• _Work instructions_: Return, exactly and in full, the lines of the records below starting at the one with "column 401, row 192" and ending at the one with "column 142, row 127", and no other lines.

• _Data extract_:

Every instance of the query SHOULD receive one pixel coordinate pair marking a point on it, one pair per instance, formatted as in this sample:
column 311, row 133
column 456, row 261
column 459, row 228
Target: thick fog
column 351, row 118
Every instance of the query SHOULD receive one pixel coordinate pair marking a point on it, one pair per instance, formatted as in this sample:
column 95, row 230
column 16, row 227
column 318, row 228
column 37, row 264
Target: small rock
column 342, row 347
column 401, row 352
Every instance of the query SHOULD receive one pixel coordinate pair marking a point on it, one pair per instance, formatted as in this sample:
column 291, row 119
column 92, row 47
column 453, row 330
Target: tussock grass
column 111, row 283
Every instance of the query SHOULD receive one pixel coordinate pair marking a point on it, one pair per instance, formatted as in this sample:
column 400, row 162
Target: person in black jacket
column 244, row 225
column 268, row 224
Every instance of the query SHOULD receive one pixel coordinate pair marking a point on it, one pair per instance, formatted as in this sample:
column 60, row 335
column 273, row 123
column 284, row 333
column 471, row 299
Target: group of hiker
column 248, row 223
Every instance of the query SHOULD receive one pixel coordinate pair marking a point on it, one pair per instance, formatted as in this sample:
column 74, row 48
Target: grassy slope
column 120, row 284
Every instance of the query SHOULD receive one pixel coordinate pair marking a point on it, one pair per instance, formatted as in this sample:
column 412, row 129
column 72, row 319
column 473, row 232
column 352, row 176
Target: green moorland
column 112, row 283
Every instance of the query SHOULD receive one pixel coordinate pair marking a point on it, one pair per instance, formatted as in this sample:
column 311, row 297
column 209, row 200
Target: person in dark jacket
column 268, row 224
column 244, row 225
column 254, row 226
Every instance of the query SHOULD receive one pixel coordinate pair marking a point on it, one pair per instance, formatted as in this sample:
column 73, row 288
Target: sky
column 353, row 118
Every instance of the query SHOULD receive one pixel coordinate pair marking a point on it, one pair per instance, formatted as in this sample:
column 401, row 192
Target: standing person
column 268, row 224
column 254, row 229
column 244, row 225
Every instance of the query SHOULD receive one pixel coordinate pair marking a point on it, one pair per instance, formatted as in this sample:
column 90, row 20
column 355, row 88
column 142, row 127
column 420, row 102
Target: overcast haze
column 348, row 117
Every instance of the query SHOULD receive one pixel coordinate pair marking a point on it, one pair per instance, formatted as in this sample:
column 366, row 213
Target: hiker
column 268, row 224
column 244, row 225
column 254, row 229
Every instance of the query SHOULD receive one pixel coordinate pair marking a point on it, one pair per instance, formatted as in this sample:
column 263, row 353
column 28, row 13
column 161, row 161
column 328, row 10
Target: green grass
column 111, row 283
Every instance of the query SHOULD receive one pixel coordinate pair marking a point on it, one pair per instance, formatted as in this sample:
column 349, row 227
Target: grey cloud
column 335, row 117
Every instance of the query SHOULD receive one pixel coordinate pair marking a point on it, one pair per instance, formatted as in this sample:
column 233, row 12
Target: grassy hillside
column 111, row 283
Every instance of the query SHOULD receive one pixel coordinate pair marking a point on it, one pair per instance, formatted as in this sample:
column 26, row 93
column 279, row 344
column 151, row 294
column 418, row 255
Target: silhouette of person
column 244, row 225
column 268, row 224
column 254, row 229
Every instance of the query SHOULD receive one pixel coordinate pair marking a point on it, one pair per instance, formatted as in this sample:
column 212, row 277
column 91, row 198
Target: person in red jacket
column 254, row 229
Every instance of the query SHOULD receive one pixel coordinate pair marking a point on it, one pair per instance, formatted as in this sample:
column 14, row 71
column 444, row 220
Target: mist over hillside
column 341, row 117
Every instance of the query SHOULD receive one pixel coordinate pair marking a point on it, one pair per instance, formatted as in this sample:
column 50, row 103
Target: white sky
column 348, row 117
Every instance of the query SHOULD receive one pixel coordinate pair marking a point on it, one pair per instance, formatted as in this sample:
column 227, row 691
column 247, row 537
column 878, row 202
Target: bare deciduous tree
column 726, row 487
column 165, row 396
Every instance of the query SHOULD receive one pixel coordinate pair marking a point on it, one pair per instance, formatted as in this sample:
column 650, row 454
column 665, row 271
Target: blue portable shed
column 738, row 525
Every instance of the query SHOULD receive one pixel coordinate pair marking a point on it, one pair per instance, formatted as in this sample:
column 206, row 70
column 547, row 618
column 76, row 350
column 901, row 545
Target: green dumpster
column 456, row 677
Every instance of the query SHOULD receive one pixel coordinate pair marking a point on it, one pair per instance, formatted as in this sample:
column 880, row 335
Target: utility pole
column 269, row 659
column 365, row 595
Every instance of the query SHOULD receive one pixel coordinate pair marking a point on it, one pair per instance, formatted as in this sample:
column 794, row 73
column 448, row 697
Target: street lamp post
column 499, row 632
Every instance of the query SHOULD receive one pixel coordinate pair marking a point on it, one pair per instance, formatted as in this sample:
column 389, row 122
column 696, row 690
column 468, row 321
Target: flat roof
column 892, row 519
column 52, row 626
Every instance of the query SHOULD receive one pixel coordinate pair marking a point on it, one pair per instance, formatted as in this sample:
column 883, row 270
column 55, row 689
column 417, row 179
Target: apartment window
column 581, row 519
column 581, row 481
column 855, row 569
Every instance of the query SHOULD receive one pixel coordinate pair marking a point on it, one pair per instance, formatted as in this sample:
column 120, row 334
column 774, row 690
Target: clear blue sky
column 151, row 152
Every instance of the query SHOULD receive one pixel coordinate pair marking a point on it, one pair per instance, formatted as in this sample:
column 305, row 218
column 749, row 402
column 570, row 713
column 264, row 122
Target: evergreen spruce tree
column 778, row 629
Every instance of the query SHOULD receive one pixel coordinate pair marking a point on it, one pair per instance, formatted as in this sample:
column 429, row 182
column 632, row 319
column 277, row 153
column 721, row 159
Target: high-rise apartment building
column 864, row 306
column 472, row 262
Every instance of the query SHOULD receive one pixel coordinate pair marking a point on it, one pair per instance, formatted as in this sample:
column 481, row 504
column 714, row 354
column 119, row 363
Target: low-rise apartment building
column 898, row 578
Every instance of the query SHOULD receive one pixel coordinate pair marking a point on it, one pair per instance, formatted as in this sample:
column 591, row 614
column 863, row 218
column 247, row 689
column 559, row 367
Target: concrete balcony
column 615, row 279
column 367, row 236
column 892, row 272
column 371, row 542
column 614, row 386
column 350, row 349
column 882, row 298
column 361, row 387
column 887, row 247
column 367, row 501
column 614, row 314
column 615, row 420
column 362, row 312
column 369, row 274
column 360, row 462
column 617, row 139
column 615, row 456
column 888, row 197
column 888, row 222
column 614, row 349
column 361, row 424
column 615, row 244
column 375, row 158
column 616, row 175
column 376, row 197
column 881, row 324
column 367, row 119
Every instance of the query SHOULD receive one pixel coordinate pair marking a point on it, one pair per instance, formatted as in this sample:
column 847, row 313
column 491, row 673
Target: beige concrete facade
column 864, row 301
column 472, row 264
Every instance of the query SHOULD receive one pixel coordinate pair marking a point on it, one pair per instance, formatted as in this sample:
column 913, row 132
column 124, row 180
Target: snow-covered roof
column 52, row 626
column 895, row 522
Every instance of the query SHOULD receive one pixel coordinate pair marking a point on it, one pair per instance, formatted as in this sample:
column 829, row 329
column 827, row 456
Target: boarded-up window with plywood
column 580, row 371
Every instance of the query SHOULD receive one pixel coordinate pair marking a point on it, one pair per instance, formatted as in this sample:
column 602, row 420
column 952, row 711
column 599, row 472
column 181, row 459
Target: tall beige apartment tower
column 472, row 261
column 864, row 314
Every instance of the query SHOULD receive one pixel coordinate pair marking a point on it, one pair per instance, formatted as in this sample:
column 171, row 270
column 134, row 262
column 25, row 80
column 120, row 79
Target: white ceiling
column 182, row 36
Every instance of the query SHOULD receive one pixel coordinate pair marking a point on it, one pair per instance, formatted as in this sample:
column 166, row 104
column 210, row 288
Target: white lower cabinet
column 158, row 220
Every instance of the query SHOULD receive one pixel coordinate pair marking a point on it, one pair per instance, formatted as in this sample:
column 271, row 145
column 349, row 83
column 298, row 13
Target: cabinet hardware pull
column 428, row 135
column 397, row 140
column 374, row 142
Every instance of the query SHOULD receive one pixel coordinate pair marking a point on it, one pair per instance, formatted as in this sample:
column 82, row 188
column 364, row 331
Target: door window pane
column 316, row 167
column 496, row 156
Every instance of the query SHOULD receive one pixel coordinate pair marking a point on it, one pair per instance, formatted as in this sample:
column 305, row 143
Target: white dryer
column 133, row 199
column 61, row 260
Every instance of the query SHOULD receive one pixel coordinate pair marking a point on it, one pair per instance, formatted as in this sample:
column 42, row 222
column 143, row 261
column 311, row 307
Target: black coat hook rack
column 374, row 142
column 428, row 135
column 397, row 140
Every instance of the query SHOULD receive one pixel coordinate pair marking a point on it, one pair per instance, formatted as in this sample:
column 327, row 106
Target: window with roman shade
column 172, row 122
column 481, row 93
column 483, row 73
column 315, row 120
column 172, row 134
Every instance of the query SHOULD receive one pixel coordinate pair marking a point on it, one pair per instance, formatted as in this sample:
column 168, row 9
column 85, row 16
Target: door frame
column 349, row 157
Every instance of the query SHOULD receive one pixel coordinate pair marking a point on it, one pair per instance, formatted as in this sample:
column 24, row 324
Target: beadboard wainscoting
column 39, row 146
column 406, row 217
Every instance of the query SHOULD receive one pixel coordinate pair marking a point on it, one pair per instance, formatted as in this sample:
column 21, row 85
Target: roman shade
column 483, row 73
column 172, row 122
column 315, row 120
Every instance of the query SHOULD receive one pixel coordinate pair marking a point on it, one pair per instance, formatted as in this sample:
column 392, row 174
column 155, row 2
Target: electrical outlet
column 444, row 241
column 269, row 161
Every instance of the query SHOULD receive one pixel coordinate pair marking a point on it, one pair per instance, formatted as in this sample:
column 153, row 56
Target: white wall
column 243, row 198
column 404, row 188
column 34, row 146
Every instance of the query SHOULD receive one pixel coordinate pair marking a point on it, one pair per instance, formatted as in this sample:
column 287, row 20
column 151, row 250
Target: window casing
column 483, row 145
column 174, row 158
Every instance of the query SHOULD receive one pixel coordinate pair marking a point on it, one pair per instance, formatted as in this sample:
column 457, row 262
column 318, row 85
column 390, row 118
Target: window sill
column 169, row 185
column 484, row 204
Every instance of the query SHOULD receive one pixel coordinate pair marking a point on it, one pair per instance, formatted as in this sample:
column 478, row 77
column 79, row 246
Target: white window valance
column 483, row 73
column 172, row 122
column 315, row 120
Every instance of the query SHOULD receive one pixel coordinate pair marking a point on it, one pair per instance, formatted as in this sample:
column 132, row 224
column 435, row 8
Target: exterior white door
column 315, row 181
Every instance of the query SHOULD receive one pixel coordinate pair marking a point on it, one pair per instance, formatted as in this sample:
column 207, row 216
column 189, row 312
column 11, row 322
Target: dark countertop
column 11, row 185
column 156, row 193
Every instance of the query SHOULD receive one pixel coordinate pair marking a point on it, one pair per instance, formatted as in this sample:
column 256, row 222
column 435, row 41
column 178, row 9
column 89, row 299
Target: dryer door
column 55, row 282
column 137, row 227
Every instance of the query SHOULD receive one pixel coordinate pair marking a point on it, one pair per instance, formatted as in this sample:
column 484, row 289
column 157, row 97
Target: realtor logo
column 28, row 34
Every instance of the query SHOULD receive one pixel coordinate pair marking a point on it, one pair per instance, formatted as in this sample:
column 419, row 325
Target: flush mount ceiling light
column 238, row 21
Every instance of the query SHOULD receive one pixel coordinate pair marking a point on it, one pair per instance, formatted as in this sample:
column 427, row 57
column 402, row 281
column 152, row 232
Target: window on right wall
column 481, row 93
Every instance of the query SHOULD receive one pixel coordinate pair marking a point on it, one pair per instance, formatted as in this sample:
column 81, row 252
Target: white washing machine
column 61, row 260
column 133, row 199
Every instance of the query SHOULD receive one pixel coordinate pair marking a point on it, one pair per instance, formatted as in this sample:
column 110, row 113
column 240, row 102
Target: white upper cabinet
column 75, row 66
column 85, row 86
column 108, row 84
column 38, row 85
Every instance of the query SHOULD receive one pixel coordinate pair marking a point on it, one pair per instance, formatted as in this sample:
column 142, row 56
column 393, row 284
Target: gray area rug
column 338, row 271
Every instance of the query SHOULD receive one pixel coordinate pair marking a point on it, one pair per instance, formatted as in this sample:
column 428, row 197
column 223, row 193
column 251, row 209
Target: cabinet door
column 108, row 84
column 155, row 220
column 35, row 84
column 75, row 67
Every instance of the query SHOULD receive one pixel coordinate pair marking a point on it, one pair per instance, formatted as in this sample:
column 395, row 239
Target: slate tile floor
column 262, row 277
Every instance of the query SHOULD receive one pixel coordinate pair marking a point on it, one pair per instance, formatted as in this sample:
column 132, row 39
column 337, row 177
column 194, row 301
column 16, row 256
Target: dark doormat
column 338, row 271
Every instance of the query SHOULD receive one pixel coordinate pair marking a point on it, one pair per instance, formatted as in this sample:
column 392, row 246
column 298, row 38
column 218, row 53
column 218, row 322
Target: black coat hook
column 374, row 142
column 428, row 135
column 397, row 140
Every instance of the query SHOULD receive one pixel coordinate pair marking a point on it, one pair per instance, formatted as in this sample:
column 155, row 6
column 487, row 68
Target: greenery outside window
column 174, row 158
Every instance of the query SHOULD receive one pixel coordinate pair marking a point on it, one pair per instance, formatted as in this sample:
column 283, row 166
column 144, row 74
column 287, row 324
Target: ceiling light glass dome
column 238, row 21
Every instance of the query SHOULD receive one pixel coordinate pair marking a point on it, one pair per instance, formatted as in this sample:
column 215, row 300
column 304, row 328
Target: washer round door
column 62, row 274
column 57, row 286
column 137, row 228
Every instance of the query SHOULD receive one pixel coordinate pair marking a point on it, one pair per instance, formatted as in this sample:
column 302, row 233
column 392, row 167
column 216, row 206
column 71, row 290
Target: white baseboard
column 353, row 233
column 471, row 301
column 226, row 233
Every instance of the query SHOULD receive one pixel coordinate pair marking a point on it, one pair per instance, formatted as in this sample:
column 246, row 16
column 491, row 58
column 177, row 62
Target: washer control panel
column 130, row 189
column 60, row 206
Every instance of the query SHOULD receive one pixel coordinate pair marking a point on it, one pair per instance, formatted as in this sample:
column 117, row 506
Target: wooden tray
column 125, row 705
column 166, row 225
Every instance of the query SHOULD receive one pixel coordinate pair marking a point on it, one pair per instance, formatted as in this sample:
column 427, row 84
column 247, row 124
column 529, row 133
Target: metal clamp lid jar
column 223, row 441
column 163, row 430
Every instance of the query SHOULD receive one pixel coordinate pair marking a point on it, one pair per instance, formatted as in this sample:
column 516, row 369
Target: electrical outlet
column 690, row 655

• _Exercise solution_:
column 401, row 192
Target: standing person
column 268, row 224
column 254, row 229
column 244, row 225
Every instance of the query SHOULD receive one pixel coordinate pair marking a point on it, one pair per instance, formatted as in this sample:
column 90, row 20
column 355, row 88
column 142, row 127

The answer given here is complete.